**TASK INSTRUCTIONS:**
1. Reproduce the passage from the budget excerpt word for word, from "The impact is" to "is even higher.".
2. According to the budget excerpt, what level did the 10-year gilt yield reach as Reeves set out her plans?
3. Write the next part of the budget excerpt, picking up after its final sentence.

**EXCERPTED TEXT:**
When Reeves started to speak, the cost of government borrowing on international markets fell a little. But as she set out her plans, the 10-year gilt yield – a measure of how much the exchequer pays on its debt – climbed to 4.39%, the highest it has been in five months.

That impact was to be expected, and can be understood as the natural price of seeking to borrow more to fund investment. And it was somewhat blunted by the government’s efforts to prepare the ground for its plans by pre-briefing them so extensively.

In the Times (£), Panmure Liberium chief economist Simon French concluded that ultimately, the “initial reaction of financial markets will trigger huge sighs of relief in the Treasury and at the Bank of England”. The Guardian’s Larry Elliott characterised the change to borrowing costs as “modest” and said that they did not amount to a major threat.

The impact is not on the scale seen after Liz Truss’s 2022 mini-budget, a cost memorably described as the “moron premium”, perhaps because investors are broadly convinced that Reeves will stick to her fiscal rules and the UK will be good for the money. But it does mean that the pressure on those investments to deliver long-term economic benefits is even higher.

***

The left’s reaction: some progress, but disappointment

While there was a broad welcome on the left for the chancellor’s decision to borrow more to fund investment, many criticised the government for not going far enough on this or a range of other changes.

In this panel of reaction, the political economist Sahil Dutta argues that “despite progress on public investment, Labour’s budget still reflects a failed status quo”. He says that Reeves’s new fiscal rules will funnel money towards the developers who will get the infrastructure contracts, while the workers who are critical to sectors like social care and the NHS are undervalued.

**PROVIDED DATA:**

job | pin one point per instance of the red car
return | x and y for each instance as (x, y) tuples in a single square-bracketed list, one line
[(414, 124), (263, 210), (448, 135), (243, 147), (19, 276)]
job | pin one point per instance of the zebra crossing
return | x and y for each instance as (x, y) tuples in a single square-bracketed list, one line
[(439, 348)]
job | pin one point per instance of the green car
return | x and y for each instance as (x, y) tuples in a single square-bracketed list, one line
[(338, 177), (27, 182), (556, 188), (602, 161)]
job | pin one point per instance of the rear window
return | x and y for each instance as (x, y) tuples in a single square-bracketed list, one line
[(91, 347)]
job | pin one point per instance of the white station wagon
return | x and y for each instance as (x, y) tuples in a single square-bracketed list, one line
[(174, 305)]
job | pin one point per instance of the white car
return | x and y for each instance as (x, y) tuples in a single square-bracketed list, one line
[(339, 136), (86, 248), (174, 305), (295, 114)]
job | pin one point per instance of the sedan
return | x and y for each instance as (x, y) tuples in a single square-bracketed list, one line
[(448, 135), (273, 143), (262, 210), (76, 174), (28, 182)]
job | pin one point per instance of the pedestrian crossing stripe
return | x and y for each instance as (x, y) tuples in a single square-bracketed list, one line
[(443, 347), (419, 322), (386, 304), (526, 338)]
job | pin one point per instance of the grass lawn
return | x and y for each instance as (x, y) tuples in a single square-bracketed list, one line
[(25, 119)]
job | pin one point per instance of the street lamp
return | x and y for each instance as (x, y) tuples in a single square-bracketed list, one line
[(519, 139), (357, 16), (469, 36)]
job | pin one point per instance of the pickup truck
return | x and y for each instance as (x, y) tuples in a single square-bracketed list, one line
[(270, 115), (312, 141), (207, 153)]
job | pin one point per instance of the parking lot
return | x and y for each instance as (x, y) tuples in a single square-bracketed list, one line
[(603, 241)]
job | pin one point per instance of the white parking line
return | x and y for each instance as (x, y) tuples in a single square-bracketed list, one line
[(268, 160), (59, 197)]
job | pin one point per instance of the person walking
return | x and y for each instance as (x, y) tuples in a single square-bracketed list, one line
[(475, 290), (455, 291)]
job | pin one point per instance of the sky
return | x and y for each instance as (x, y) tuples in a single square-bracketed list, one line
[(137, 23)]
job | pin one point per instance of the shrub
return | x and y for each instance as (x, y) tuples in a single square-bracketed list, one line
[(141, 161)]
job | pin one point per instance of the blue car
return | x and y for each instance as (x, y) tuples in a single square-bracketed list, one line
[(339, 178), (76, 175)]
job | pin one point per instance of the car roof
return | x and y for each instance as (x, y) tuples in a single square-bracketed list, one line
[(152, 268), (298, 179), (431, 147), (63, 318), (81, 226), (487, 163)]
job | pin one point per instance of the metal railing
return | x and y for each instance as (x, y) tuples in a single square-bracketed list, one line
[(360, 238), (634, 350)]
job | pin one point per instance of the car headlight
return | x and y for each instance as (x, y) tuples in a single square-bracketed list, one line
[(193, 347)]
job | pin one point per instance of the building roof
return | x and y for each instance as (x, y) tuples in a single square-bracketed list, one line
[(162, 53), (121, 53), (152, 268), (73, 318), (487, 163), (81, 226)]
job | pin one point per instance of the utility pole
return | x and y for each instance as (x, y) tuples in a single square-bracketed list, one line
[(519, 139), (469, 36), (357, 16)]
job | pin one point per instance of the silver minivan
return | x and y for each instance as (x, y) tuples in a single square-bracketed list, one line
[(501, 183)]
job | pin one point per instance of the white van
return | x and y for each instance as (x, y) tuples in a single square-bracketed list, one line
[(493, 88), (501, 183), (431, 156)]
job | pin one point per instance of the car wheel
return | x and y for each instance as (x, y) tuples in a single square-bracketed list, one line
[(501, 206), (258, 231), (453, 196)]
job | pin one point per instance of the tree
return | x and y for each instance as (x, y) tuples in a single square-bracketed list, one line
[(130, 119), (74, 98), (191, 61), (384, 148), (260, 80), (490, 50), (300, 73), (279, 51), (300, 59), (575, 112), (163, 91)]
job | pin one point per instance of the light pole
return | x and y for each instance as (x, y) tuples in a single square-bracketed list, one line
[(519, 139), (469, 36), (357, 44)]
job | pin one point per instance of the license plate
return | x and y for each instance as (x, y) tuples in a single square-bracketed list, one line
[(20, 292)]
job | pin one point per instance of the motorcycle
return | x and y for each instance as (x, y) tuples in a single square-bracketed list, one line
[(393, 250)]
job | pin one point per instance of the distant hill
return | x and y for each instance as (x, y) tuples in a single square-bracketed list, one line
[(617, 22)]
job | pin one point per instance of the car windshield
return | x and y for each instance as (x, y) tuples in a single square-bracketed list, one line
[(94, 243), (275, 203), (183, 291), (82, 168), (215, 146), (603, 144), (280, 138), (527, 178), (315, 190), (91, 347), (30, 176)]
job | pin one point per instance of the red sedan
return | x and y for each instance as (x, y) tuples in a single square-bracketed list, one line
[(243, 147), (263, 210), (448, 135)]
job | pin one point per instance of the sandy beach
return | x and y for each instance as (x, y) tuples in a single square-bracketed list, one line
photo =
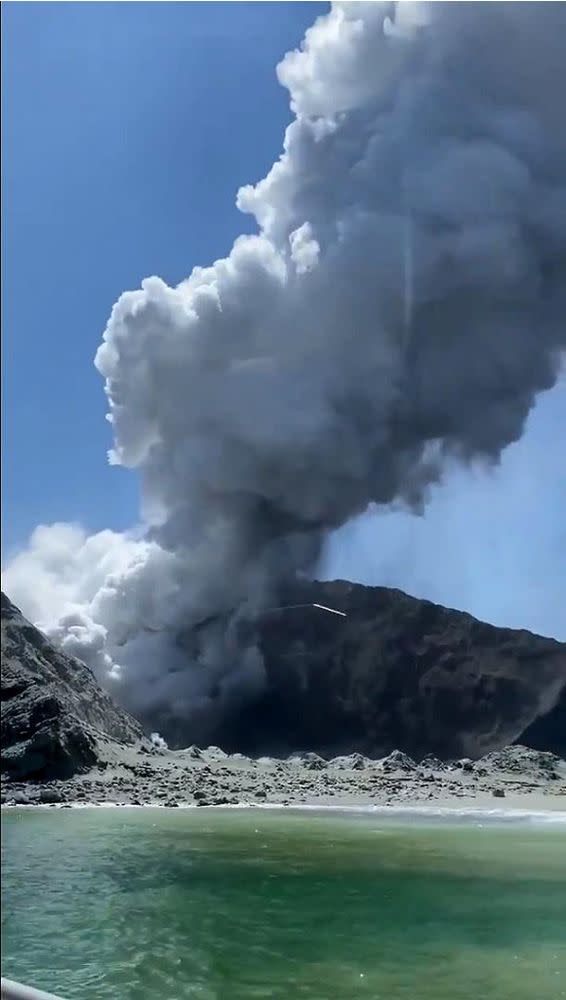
[(515, 779)]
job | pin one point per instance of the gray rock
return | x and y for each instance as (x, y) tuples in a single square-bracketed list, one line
[(350, 762), (53, 710), (398, 761)]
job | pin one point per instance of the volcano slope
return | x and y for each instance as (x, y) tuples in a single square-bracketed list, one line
[(397, 673), (55, 715)]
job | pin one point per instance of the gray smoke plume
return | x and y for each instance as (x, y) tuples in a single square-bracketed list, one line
[(403, 302)]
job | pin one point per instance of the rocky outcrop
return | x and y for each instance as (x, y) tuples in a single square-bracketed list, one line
[(397, 672), (54, 713)]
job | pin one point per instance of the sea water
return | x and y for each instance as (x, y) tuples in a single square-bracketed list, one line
[(237, 905)]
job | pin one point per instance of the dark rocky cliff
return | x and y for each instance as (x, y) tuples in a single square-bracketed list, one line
[(398, 672), (53, 709)]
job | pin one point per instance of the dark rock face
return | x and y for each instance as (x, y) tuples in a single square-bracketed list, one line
[(53, 710), (549, 731), (397, 672)]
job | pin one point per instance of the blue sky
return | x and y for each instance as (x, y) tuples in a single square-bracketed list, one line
[(127, 130)]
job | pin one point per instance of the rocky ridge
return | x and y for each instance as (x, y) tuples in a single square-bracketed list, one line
[(397, 672), (55, 715)]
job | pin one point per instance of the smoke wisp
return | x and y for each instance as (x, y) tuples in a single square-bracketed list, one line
[(401, 306)]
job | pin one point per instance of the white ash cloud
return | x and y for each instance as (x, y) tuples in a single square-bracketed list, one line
[(271, 397)]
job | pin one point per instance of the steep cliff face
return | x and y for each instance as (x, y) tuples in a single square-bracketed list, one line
[(397, 672), (53, 710)]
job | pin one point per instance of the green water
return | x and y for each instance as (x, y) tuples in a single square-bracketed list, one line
[(175, 904)]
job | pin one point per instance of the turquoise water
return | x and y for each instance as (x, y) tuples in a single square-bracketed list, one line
[(175, 904)]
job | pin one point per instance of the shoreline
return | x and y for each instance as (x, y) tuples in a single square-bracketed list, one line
[(450, 811), (509, 782)]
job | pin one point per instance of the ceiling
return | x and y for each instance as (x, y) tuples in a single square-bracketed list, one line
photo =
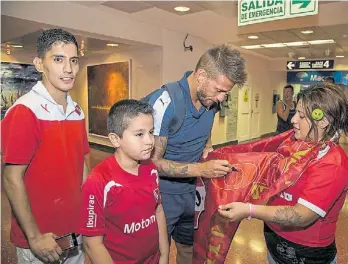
[(195, 6), (207, 19), (17, 34), (229, 9), (338, 33)]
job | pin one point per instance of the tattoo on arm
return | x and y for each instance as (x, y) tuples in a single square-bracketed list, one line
[(167, 167), (287, 216)]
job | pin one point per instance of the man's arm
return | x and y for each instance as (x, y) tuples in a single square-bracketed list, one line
[(43, 245), (208, 148), (294, 216), (167, 168), (283, 113), (96, 250), (163, 236)]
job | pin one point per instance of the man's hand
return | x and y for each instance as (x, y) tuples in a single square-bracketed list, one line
[(234, 212), (215, 168), (45, 247), (206, 152)]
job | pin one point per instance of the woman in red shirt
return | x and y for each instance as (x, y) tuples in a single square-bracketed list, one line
[(300, 223)]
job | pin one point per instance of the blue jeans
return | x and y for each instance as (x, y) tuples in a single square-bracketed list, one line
[(179, 210)]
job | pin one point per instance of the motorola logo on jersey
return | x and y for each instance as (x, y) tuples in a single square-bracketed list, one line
[(136, 226)]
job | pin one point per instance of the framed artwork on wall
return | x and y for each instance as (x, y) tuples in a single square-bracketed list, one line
[(16, 80), (107, 84)]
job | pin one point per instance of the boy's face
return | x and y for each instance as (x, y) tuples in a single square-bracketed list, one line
[(59, 66), (138, 140)]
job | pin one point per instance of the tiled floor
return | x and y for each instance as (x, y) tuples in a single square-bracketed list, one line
[(247, 248)]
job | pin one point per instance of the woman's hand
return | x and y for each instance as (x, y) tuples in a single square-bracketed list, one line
[(235, 212)]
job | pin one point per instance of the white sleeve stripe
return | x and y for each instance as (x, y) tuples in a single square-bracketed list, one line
[(313, 207), (107, 189), (160, 106)]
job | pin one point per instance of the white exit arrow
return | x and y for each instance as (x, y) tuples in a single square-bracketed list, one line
[(290, 65)]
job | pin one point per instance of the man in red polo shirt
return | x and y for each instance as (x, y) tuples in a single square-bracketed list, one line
[(44, 142)]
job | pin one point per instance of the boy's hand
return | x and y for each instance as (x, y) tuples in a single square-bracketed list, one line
[(45, 247), (164, 259)]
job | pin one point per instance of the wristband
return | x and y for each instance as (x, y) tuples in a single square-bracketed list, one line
[(251, 211)]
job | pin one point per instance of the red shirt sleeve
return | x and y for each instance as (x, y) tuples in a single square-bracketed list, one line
[(20, 135), (325, 183), (92, 220), (86, 148), (154, 173)]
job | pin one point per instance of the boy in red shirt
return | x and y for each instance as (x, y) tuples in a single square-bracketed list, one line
[(122, 219)]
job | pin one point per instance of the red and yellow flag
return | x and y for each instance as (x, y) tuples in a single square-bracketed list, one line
[(260, 170)]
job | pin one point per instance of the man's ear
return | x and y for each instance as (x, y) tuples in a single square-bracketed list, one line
[(323, 123), (201, 75), (114, 139), (38, 64)]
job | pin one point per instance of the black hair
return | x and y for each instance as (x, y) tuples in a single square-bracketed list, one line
[(334, 104), (50, 37), (122, 112), (224, 60)]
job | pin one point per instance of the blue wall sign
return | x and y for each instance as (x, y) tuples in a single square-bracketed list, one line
[(312, 77)]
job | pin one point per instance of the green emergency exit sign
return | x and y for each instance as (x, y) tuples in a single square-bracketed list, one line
[(258, 11)]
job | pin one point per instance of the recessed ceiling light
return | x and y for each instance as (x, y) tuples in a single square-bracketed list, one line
[(307, 32), (273, 45), (321, 41), (296, 43), (112, 45), (181, 8), (253, 37), (252, 47)]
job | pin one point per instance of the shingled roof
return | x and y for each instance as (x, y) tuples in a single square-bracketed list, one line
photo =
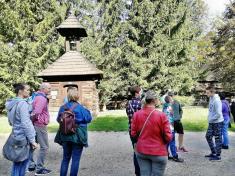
[(71, 26), (72, 63)]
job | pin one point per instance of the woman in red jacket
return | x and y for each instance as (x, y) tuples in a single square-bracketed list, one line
[(152, 129)]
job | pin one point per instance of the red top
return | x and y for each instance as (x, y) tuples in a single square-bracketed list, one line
[(156, 134)]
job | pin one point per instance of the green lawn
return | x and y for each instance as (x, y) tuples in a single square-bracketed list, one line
[(194, 119)]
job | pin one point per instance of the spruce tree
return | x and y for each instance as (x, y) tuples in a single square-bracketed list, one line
[(28, 40), (223, 60)]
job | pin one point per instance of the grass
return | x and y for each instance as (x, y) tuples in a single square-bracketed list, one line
[(194, 119)]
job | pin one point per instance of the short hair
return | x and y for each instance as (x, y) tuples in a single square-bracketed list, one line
[(167, 99), (44, 85), (211, 89), (134, 89), (73, 95), (19, 86), (71, 88), (222, 96)]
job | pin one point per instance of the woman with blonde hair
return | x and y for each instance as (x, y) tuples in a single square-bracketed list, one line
[(152, 131), (22, 128), (73, 143)]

**SET OF ANSWERS:**
1.
The impact is not on the scale seen after Liz Truss’s 2022 mini-budget, a cost memorably described as the “moron premium”, perhaps because investors are broadly convinced that Reeves will stick to her fiscal rules and the UK will be good for the money. But it does mean that the pressure on those investments to deliver long-term economic benefits is even higher.

2. It climbed to 4.39%, its highest level in five months.

3.
Hannah Peaker, director of policy at the New Economics Foundation, similarly applauded the change on borrowing but said Reeves had not gone far enough. “In one sense, I welcome her courage in challenging and changing the fiscal rules that have been holding us back,” she told the BBC. “On the other hand, I wish she’d had more courage in challenging the very wealthiest in our society to pay their fair share … It was a real missed opportunity to do that.”

And on ITV’s Peston last night, former shadow chancellor John McDonnell said that “They’ve thought, we can tackle the health service, people will forgive us in terms of the tax rises that have taken place, and I can understand that political gamble. But there’s so much more.”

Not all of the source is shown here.